§ EXTRAIT À LIRE:

◇ ◇ ◇ ◇ ◇

Les voies du langage

Pour parler, pour comprendre ce que l’on nous dit, 
le cerveau met en œuvre de multiples circuits liés 
aussi bien au langage qu’à la motricité.

En 1861, Paul Broca procède à l’étude post mortem du cerveau d’un patient, qui avait perdu la capacité d’articuler les mots. P. Broca constate la lésion d’une partie du lobe frontal gauche. Il identifie ainsi « l’aire des images motrices de la parole », qui assurent la programmation et l’exécution de celle-ci (1). Quelques années plus tard, en 1874, Carl Wernicke localise dans une partie du lobe temporal gauche l’aire des « images auditives » de la parole, où sont décodés les mots que l’on entend (2). Ces deux aires seront baptisées aire de Broca et aire de Wernicke en hommage à leurs découvreurs. C. Wernicke émet, à juste titre, l’hypothèse qu’une lésion interrompant les connexions de ces deux aires laisserait intactes l’articulation ou la compréhension de la parole, mais provoquerait des troubles de la répétition. En associant l’observation clinique détaillée des troubles du langage et l’analyse des lésions cérébrales qui les occasionnent, la méthode dite anatomoclinique permet ainsi, dès la fin du XIXe siècle, de proposer les premiers modèles cérébraux du langage, comme celui de Ludwig Lichtheim (3).

◇ ◇ ◇ ◇ ◇

§ ÉNONCÉ A: D'après le texte sur les voies du langage, en quelle année Carl Wernicke a-t-il localisé l'aire des « images auditives » de la parole ?
§ ÉNONCÉ B: Poursuivez le texte sur les voies du langage à partir de sa dernière phrase.
Les données qui suivent n'ont aucun lien avec le texte sur les voies du langage.

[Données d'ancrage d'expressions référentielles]
◇ ◇ ◇ ◇ ◇

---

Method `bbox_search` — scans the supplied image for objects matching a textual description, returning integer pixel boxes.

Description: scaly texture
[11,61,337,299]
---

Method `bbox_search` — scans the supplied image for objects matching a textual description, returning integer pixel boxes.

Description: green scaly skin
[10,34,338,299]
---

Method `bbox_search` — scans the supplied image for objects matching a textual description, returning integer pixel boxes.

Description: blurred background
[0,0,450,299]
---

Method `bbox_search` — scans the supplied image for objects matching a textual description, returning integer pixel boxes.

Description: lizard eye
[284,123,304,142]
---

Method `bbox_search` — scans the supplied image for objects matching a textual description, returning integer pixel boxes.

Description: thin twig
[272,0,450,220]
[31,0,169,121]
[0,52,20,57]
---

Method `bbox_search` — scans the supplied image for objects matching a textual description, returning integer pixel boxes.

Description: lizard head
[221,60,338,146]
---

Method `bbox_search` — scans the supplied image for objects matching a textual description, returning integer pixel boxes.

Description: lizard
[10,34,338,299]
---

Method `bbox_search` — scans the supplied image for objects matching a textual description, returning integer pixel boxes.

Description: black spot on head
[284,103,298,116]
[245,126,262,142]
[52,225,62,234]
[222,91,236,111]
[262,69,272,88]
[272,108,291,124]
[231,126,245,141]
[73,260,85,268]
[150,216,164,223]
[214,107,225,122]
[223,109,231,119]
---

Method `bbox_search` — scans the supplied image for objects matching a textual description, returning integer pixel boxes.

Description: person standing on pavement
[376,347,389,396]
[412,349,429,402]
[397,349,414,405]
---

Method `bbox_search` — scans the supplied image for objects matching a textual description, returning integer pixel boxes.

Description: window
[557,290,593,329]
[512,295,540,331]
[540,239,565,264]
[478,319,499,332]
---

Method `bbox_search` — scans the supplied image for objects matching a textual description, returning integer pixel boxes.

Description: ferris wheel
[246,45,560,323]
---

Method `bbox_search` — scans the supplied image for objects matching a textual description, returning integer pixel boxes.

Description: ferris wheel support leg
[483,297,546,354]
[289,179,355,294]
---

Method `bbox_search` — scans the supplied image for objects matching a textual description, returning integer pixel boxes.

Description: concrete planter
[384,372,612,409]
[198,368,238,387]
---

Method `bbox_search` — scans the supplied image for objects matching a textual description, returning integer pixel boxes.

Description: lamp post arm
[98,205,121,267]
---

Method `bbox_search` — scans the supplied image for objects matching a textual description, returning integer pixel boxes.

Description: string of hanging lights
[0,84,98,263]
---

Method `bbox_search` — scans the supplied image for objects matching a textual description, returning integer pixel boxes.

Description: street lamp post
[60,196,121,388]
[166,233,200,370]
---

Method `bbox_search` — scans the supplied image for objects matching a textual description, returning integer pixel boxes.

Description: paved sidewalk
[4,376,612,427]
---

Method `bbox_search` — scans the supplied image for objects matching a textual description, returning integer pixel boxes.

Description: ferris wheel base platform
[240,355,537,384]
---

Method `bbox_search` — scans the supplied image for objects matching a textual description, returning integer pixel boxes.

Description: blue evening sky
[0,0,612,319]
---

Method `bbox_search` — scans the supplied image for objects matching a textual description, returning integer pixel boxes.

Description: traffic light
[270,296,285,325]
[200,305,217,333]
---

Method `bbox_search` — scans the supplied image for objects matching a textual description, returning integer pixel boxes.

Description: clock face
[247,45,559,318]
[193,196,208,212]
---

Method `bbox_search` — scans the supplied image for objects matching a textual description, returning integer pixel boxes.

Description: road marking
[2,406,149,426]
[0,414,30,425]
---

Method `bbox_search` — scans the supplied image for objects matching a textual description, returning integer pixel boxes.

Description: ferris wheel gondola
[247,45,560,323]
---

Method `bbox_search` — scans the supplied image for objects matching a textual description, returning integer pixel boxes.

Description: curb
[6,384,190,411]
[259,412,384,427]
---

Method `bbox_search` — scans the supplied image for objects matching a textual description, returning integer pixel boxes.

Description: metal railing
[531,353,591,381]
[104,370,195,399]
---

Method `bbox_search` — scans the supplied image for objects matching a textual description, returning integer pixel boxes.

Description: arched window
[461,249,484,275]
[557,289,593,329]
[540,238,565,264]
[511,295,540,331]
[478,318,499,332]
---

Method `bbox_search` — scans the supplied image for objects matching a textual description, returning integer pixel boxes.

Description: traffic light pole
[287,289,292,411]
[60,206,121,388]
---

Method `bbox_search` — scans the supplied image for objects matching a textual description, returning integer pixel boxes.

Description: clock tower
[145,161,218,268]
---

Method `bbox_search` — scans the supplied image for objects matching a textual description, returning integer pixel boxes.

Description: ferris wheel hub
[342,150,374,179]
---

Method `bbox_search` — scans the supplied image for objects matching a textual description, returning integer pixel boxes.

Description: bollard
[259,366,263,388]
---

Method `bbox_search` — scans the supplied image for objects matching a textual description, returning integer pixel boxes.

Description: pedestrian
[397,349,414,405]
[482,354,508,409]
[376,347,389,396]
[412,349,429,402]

◇ ◇ ◇ ◇ ◇

§ RÉSULTAT A: En 1874.

§ RÉSULTAT B:
 

Les deux chemins de l’écoute

L’avènement des méthodes d’imagerie fonctionnelle, et particulièrement de l’imagerie de résonance magnétique dans les années 1990, est à l’origine d’un foisonnement d’études qui, sans invalider les connaissances acquises par cette méthode anatomoclinique, démontre chaque jour davantage la complexité des mécanismes cérébraux qui sous-tendent aussi bien la compréhension que la production du langage. Avant d’exposer l’état actuel des connaissances dans ce domaine, il est important de rappeler la contribution fondamentale de la neuropsychologie cognitive, qui vise à disséquer le fonctionnement cognitif : l’analyse cognitive des déficits permet de décrire les diverses procédures et voies de traitement de l’information mises en œuvre dans les activités verbales. Mais elle inspire également les protocoles expérimentaux des études de neuroimagerie.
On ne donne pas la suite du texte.